● PAGE TEXT
☆ ☆ ☆ ☆ ☆
Sadly, before she passed away, Ms. Banks confided her concerns to her neighbors.

Audrey Warren said Ms. Banks remarked that it killed her to see all the farms around her sold off and developed. She didn’t want that to happen to her farm.  She loved her farm. It was her life.

During a visit to Belward Farm to see the cows, Bruce Trauben and his daughter chatted with Ms. Banks. “She then looked across the street at the sprawling Stonebridge development, shook her head, and said, ‘I don't want what happened to the farm across the street to happen to my property.’" He said that his conversation with Ms. Banks gave him “hope that Belward Farm's open land would be preserved.” 

Ms. Banks told John Beltracchi, who worked at Belward Farm, that she didn’t want her farm built up in a mega-development but Mr. Beltracchi was concerned that Johns Hopkins would not keep their word.

Nadereh Kostoff visited with Ms. Banks, with whom she shared a background as an educator. Mrs. Kostoff said, “[Ms. Banks] talked about Johns Hopkins and how they had made her life most difficult and she was worried that they would not abide by the conditions of her donation.” 

“What I remember most clearly was her concern that Hopkins would not be following her wishes and what a shame that was.  She said she would continue to fight them for as long as she was alive.  She really didn’t want Hopkins to use her property for anything other than educational purposes.”

Diane Aronson remembers Ms. Banks very well. “The Elizabeth Banks of Belward Farm that I had the good fortune to know was a feisty woman who strongly opposed her land being using for housing or any commercial development.”
☆ ☆ ☆ ☆ ☆
● ENTRIES SHOWN
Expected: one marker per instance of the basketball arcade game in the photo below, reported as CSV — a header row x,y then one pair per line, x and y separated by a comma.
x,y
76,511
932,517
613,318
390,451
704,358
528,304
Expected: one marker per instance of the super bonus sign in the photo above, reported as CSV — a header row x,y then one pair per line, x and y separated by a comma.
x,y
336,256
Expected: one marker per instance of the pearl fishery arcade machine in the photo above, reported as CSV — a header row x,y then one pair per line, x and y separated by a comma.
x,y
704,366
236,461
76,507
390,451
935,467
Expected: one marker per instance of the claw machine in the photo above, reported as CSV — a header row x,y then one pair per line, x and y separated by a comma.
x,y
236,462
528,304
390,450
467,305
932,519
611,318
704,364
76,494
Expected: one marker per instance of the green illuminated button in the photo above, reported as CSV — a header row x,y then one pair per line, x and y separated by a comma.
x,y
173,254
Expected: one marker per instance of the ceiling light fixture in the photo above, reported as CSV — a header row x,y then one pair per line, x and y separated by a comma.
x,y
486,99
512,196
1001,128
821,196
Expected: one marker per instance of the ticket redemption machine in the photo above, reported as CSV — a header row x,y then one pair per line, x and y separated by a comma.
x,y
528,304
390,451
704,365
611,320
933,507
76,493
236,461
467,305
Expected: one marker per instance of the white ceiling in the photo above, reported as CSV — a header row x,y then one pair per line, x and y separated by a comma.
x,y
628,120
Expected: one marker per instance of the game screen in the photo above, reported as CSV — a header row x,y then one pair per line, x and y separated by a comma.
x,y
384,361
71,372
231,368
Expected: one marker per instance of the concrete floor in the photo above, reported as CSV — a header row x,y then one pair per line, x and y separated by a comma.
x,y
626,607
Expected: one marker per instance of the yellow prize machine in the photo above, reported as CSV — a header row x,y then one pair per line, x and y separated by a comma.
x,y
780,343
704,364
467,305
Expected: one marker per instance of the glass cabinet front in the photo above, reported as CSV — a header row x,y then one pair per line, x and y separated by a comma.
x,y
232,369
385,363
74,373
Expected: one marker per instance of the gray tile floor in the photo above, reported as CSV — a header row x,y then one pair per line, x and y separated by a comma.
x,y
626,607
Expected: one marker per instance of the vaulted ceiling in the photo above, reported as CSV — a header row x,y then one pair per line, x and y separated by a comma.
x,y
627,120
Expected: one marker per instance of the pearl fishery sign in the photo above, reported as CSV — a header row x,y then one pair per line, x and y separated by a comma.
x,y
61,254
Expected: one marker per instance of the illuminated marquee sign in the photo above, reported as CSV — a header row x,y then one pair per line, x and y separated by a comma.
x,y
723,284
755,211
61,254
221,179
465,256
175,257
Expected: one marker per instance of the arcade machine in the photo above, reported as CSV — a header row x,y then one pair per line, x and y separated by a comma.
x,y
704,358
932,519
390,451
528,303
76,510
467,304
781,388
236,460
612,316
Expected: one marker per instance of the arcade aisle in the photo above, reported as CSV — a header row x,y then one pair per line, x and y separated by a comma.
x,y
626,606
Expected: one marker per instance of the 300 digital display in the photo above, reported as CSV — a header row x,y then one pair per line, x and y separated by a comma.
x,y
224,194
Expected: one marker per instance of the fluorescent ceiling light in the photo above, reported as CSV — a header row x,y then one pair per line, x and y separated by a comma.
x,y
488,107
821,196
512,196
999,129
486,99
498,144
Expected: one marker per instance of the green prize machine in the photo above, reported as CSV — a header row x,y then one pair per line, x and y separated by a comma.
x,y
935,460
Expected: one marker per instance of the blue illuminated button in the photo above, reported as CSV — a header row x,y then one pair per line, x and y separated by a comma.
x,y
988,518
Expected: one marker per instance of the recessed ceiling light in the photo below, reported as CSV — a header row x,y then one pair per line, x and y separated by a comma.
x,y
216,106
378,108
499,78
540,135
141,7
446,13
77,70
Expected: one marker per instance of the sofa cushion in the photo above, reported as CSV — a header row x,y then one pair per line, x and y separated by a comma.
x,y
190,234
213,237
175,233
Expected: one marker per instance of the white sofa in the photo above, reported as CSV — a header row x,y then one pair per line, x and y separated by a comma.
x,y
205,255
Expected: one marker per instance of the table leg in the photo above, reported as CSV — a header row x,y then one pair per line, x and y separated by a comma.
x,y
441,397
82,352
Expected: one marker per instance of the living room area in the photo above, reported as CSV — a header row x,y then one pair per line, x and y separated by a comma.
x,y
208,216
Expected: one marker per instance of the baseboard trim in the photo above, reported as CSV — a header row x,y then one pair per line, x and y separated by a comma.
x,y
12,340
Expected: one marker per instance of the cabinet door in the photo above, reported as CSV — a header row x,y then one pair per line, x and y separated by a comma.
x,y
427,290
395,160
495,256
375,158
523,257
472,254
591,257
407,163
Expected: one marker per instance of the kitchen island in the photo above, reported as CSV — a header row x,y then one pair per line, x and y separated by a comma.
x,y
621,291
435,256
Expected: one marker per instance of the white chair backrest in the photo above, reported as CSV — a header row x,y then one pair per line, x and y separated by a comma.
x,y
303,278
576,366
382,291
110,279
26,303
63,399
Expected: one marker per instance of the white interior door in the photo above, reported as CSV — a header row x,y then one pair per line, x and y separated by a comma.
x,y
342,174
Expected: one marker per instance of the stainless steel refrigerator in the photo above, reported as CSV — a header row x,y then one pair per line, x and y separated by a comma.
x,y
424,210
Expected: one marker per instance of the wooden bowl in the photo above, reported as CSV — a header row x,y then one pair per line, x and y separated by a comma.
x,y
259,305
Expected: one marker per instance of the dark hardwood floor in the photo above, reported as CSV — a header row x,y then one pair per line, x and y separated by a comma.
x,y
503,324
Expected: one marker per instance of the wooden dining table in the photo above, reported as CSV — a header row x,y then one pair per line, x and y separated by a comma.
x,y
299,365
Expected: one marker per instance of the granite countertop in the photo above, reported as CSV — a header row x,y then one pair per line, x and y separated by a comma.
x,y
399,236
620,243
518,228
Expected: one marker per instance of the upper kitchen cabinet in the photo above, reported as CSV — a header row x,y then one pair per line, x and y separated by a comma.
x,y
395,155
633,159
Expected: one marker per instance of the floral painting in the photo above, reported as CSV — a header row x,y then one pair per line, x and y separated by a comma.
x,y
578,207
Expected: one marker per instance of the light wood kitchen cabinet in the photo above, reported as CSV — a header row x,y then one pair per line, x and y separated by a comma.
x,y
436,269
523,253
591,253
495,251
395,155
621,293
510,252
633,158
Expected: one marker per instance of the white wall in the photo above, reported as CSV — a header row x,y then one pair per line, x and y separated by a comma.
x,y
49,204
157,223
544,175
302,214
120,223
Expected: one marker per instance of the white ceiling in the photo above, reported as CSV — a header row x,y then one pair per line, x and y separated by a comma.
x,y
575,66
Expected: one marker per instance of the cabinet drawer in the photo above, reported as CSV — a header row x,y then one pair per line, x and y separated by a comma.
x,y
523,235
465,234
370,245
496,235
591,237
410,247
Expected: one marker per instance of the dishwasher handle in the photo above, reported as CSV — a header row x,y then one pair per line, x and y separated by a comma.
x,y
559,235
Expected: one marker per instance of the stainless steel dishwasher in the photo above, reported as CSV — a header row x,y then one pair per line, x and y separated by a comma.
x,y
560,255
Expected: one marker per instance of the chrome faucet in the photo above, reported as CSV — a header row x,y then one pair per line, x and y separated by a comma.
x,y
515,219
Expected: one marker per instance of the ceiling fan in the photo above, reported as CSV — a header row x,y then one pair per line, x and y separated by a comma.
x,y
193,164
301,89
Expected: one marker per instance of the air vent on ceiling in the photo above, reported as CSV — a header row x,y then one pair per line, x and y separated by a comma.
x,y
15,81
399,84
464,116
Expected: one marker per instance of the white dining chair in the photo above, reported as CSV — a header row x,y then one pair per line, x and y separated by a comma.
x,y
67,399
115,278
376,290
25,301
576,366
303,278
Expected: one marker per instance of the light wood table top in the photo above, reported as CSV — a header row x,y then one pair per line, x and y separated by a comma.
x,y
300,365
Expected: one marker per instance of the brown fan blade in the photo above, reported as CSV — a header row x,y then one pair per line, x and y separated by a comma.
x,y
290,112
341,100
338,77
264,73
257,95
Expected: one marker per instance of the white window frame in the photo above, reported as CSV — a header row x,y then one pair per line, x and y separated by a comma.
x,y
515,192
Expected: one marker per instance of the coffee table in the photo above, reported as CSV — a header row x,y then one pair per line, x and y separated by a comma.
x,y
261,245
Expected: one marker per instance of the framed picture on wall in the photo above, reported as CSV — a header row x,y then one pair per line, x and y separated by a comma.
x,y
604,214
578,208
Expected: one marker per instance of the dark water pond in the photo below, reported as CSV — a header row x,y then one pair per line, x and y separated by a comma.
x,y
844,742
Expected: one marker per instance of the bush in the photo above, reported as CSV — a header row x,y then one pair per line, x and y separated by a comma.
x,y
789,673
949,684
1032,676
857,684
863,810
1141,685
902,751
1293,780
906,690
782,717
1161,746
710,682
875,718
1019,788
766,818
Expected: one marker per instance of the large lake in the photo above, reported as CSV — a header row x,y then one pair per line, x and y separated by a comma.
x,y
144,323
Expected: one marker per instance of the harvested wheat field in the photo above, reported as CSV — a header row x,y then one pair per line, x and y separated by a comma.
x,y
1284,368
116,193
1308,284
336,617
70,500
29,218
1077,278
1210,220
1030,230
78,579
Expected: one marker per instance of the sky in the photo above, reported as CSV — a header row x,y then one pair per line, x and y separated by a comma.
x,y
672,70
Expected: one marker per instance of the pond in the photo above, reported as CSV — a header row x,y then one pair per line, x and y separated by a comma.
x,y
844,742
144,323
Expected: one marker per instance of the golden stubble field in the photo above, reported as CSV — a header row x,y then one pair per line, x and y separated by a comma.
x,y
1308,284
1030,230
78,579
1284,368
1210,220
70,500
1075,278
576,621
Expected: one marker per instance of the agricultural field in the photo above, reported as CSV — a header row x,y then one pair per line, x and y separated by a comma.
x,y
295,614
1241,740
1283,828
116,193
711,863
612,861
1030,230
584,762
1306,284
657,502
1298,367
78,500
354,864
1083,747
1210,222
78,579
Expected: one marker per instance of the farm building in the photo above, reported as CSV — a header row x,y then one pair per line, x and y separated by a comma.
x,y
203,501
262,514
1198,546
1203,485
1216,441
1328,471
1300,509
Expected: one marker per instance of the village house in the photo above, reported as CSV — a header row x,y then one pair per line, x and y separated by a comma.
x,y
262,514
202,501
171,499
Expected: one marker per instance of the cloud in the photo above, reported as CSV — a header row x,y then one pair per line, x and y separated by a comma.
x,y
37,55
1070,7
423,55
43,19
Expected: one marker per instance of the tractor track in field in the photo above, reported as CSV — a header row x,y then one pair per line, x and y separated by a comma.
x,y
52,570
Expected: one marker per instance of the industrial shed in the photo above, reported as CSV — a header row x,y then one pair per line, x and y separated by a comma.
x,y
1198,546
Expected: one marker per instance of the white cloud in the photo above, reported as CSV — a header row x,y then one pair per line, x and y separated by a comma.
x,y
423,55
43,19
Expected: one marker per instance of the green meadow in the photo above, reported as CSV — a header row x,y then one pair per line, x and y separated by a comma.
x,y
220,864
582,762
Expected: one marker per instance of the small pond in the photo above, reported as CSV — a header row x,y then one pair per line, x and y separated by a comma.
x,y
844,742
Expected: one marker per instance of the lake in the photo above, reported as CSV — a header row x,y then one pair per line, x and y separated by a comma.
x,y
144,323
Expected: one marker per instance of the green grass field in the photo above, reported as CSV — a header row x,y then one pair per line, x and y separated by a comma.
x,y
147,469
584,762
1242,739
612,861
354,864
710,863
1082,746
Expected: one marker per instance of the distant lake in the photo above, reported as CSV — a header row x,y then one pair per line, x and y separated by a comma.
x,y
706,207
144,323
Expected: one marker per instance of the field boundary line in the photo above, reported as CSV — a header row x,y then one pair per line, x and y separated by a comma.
☆ ☆ ☆ ☆ ☆
● ACTIVITIES
**1.** In the Belward Farm text, what background did Nadereh Kostoff share with Ms. Banks?
**2.** Carry on the Belward Farm text from its last sentence.
The records have nothing to do with the work asked here.

● ANSWERS TO THE EXERCISES
**1.** A background as an educator.

**2.**
“To protect her property from undesirable development (housing and commercial establishments) she deeded Belward to John Hopkins University (JHU). The  purpose of the deed was to ensure that any buildings on Belward would be used strictly for education or research.”

“It is unconscionable that JHU -- the institution that Miss Banks trusted to carry out her wishes -- is seeking to violate the stipulations of the deed and change its intent to meet the University’s needs.”

As if to confirm Ms. Banks’ intentions for her farm, her obituary stated:  “Her love of the land led Ms. Banks and her family to sell Belward Farm at a gift price to Johns Hopkins University to ensure its development as a campus instead of a housing or commercial complex.”

Ms. Banks’ family knows her intentions. The community knows her intentions. The officials at Johns Hopkins know her intentions. But will the University respect Elizabeth Banks’ intentions for Belward Farm, or is money more important than honesty or integrity?